> _EXERCISE REQUIREMENTS_
(1) In the commit message on VMA based swap readahead, what do the consecutive blocks in the swap device actually reflect?
(2) Return the part of the commit message on VMA based swap readahead that opens with the words containing "The swap readahead" and closes with "space locality estimation.", copied word for word.
(3) Resume the commit message on VMA based swap readahead, starting right after its last sentence.

> _SELECTED TEXT_
* BEGIN *

From: Huang Ying <ying.huang@intel.com>
Date: Wed, 6 Sep 2017 23:24:36 +0000 (-0700)
Subject: mm, swap: VMA based swap readahead
X-Git-Url: http://git.lede-project.org./?a=commitdiff_plain;h=ec560175c0b6fce86994bdf036754d48122c5c87;p=openwrt%2Fstaging%2Fblogic.git

mm, swap: VMA based swap readahead

The swap readahead is an important mechanism to reduce the swap in
latency.  Although pure sequential memory access pattern isn't very
popular for anonymous memory, the space locality is still considered
valid.

In the original swap readahead implementation, the consecutive blocks in
swap device are readahead based on the global space locality estimation.
But the consecutive blocks in swap device just reflect the order of page
reclaiming, don't necessarily reflect the access pattern in virtual
memory.  And the different tasks in the system may have different access
patterns, which makes the global space locality estimation incorrect.

* END *

> _RECORD EXTRACTS_
* BEGIN *

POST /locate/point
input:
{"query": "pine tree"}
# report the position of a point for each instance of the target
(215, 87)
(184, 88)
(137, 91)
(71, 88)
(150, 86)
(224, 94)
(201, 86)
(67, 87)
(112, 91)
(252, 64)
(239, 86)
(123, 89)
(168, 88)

* END *

> _EXPECTED RESPONSES_
(1) They reflect the order of page reclaiming.

(2)
The swap readahead is an important mechanism to reduce the swap in
latency.  Although pure sequential memory access pattern isn't very
popular for anonymous memory, the space locality is still considered
valid.

In the original swap readahead implementation, the consecutive blocks in
swap device are readahead based on the global space locality estimation.

(3)
In this patch, when page fault occurs, the virtual pages near the fault
address will be readahead instead of the swap slots near the fault swap
slot in swap device.  This avoid to readahead the unrelated swap slots.
At the same time, the swap readahead is changed to work on per-VMA from
globally.  So that the different access patterns of the different VMAs
could be distinguished, and the different readahead policy could be
applied accordingly.  The original core readahead detection and scaling
algorithm is reused, because it is an effect algorithm to detect the
space locality.

The test and result is as follow,

Common test condition
=====================

Test Machine: Xeon E5 v3 (2 sockets, 72 threads, 32G RAM) Swap device:
NVMe disk

Micro-benchmark with combined access pattern
============================================

vm-scalability, sequential swap test case, 4 processes to eat 50G
virtual memory space, repeat the sequential memory writing until 300
seconds.  The first round writing will trigger swap out, the following
rounds will trigger sequential swap in and out.

At the same time, run vm-scalability random swap test case in
background, 8 processes to eat 30G virtual memory space, repeat the
random memory write until 300 seconds.  This will trigger random swap-in
in the background.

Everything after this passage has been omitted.